→ **The exercise**
Rewrite everything from the line containing "In the photo above, where can the green vest" down to the line containing "(1141, 690)", both included, with "dog collar" replaced by "dog harness" and all else unchanged.

Position annotation data
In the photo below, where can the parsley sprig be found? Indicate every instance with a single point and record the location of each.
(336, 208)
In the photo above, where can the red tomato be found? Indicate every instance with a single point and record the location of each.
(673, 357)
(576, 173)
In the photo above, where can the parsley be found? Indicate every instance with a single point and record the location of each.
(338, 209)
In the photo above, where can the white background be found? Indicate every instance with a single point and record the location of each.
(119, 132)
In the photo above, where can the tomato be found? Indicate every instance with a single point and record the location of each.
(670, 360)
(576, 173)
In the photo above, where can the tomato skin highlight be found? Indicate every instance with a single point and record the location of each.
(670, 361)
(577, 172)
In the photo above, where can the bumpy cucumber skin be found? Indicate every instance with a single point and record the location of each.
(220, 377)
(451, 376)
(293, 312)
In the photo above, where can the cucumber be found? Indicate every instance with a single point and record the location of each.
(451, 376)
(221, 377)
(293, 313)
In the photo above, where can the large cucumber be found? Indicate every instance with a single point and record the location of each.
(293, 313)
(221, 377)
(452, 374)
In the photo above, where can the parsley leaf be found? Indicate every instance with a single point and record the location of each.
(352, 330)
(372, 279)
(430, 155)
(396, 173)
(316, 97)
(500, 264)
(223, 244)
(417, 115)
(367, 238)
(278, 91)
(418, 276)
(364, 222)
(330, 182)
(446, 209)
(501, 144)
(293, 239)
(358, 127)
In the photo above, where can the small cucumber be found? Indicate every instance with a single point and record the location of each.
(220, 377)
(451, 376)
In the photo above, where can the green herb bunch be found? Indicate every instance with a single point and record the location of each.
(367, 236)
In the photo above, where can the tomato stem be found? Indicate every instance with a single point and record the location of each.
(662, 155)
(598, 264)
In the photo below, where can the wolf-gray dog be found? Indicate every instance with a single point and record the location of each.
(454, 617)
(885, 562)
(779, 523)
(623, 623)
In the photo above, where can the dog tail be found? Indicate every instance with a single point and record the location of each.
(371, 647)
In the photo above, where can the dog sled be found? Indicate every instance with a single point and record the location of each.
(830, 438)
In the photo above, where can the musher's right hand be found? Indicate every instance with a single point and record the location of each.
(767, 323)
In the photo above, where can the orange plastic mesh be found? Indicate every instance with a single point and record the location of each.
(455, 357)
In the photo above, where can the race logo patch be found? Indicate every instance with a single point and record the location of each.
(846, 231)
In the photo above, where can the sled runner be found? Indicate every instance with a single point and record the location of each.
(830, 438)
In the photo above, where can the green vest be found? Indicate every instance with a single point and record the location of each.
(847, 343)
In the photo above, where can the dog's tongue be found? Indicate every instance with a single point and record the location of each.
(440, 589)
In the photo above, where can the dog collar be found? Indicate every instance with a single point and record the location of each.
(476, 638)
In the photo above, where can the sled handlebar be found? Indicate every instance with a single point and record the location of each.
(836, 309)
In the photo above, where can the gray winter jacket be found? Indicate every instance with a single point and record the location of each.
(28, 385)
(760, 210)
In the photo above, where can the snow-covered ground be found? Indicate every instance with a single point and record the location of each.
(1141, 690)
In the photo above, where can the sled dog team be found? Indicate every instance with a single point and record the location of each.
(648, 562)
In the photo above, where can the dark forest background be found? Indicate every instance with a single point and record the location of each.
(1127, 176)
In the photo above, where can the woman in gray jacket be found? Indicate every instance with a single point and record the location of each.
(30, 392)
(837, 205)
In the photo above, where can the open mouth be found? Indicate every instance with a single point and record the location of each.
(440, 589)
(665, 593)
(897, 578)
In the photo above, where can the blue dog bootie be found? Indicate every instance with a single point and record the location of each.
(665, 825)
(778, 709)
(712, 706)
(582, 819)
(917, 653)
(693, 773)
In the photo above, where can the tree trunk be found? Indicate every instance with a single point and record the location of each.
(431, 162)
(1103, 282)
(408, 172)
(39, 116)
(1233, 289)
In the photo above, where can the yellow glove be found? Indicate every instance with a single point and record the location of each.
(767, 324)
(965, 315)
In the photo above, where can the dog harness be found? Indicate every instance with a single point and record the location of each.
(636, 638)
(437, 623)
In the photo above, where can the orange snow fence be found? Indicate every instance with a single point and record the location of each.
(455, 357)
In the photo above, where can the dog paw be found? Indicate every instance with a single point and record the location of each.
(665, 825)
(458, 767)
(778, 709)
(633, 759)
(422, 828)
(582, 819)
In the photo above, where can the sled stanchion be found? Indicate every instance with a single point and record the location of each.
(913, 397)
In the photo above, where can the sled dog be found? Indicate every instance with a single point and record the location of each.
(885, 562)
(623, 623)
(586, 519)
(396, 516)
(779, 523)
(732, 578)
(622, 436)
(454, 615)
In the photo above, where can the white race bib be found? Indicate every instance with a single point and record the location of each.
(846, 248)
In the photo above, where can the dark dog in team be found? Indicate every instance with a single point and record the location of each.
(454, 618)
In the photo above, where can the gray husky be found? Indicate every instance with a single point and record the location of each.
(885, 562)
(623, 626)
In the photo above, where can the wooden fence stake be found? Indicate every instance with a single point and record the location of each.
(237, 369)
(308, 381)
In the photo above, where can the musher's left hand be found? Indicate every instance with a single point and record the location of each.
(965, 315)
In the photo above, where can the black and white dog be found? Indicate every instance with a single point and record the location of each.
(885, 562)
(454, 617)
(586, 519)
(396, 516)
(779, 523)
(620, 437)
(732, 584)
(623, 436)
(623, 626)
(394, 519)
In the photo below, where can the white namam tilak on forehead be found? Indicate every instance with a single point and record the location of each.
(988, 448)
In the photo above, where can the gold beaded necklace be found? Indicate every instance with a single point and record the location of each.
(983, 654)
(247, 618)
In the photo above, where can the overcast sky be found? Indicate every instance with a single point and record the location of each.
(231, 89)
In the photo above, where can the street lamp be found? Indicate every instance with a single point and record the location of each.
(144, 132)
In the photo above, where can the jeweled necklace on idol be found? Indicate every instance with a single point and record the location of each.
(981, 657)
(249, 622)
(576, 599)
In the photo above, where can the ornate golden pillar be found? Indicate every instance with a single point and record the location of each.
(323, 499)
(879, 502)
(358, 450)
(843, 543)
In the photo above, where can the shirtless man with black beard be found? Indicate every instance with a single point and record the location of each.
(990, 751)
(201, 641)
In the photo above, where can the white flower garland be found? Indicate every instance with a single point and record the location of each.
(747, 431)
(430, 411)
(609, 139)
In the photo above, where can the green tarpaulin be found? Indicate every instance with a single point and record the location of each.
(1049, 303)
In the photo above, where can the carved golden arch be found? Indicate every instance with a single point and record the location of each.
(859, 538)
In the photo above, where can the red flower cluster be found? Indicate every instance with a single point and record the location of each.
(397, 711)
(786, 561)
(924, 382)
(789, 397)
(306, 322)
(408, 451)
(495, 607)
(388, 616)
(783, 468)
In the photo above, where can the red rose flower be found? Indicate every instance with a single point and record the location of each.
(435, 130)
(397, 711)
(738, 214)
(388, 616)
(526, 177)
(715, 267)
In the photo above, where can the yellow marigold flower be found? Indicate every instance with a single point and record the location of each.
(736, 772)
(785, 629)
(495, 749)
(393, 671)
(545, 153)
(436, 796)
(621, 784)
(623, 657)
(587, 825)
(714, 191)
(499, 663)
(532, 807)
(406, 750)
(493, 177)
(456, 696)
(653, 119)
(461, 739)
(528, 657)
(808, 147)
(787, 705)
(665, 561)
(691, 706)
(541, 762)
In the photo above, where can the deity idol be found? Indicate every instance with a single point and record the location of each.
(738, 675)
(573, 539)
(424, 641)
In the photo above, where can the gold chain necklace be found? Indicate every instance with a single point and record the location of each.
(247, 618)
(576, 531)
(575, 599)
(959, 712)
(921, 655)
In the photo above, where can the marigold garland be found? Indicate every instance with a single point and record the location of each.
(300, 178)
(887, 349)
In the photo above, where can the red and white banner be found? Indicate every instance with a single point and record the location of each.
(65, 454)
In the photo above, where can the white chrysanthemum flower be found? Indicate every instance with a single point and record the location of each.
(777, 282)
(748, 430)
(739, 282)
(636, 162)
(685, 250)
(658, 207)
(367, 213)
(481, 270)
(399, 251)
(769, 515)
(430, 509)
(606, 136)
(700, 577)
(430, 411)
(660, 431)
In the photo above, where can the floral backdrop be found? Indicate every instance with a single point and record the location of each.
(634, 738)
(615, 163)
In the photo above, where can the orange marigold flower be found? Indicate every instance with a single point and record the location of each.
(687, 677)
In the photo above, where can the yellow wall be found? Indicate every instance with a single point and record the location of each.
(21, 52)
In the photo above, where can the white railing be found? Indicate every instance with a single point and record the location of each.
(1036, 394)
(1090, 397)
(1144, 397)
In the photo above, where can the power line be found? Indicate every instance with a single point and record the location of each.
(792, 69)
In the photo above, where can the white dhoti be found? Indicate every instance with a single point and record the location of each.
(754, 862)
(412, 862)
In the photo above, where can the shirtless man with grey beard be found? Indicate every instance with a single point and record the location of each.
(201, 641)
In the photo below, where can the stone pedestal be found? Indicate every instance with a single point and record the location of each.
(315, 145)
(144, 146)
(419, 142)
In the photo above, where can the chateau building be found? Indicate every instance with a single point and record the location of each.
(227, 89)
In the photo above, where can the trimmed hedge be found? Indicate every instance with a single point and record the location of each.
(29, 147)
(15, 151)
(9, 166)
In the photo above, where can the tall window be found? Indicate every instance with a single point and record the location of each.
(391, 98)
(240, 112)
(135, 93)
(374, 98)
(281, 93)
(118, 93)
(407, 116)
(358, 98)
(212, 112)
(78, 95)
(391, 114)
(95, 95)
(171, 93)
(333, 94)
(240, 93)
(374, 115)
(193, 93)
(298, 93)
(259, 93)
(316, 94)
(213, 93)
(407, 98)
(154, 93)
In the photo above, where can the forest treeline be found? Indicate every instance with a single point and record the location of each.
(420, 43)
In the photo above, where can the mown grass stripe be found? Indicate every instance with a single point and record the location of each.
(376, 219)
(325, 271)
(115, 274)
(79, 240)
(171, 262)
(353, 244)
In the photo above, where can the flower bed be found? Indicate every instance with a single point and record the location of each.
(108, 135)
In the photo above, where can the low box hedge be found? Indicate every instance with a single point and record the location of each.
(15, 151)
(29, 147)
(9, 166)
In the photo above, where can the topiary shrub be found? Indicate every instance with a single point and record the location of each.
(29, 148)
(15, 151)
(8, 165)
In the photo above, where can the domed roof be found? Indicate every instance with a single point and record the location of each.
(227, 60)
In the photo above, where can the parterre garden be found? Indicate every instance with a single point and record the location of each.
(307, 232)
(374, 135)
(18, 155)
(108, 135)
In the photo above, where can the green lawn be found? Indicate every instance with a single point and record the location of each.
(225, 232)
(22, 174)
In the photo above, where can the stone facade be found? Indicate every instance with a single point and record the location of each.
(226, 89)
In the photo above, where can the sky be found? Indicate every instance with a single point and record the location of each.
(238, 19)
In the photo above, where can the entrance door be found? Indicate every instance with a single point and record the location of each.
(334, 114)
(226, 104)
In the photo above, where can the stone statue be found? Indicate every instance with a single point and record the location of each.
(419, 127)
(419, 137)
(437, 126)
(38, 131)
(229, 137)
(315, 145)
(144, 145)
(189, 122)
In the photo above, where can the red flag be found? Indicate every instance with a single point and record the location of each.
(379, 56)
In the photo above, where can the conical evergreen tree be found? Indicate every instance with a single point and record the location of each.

→ **Written solution**
In the photo above, where can the green vest be found? Indicate every instance with a single point and record the location of each.
(847, 343)
In the photo above, where can the dog's tongue be found? Indicate every instance with a single point and record the location of each.
(440, 589)
In the photo above, where can the dog harness be found? Indicate every instance with a single point and record the location of each.
(476, 638)
In the photo above, where can the sled handlebar be found? Indicate every instance with a single point and record the location of each.
(836, 309)
In the photo above, where can the gray winter jacket be found? Indicate every instance with a single point and record the location of each.
(28, 385)
(760, 210)
In the photo above, where can the snow-covered ground be found? Indicate every instance with a single point and record the location of each.
(1141, 690)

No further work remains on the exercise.